* 課題 A
長野市の事業についての抜粋を読み、次の問いに答えてください。
(i) 今回の取り組みは何づくりから始めましたか。
(ii) 大山さんは、何をしながらペルソナをつくったときに非常に楽しく進められましたか。
(iii) 今回のペルソナはどのような人ですか。

今回は、ペルソナづくりから始めました。初めての経験でしたし、その後のカスタマージャーニーづくりも初めてで、加えて起業経験もないこともあり、妄想の連続でした。
妄想が現実的に合っているのかどうか、すごく悩みながら、仲間たちとともにつくりあげました。そんな苦しい中でも、ワイワイガヤガヤ話し合いながら進められて、楽しいことも多くありました。
──楽しい部分はどんなところにありましたか?
室田 : 今回の事業を通じて、「長野市がどうなっていたらいいのかな?」「どういう長野市だったらワクワクするのかな?」というのを何度も想像しました。
起業したい若者たちが長野市にたくさん集まり、それに感化されて、長野市にいる若者たちも「私も起業したい!」と、そんな活気溢れる街になったらいいなと考えていました。そんなワクワクする未来を想像しながら過ごした準備期間はとても楽しかったですね。
──大山さんはいかがでしたか?
大山 : 正直にお伝えすると、「この事業が長野市の明るい未来にどう繋がっていくのか」ということが当初、自分の中で漠然としてよく分からず、ペルソナづくりも「何を書けばいいんだろう」と悩んだ時期がありました。
しかし、実際にヒアリングをしながらペルソナをつくり、対象となる人物像やこの先の未来が具体的に見えてくると、非常に楽しく進めることができました。
──ペルソナについても詳しくお聞かせください。
室田 : 今回のペルソナは、長野市出身者ではなく、特に長野市に縁もない人です。
「長野市ってなんだか気になる」といった気持ちでも大歓迎です。ぜひこの事業にご参加いただきながら、地元企業の経営者や地元のみなさんとのつながりを基に、長野市をだんだん好きになっていただけると嬉しいです。

* 課題 B
演習データのリスト全体で "green leaves" を "yellow leaves" に置き換え、ほかは一切変えずに各行を書き直してください。

* 演習データ
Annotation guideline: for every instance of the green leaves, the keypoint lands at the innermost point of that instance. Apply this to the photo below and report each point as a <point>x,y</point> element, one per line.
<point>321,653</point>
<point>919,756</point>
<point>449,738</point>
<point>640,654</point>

* 解答 A
(i) ペルソナづくり
(ii) 実際にヒアリングをしながら
(iii) 長野市出身者ではなく、特に長野市に縁もない人

* 解答 B
Annotation guideline: for every instance of the yellow leaves, the keypoint lands at the innermost point of that instance. Apply this to the photo below and report each point as a <point>x,y</point> element, one per line.
<point>321,653</point>
<point>919,756</point>
<point>449,738</point>
<point>640,654</point>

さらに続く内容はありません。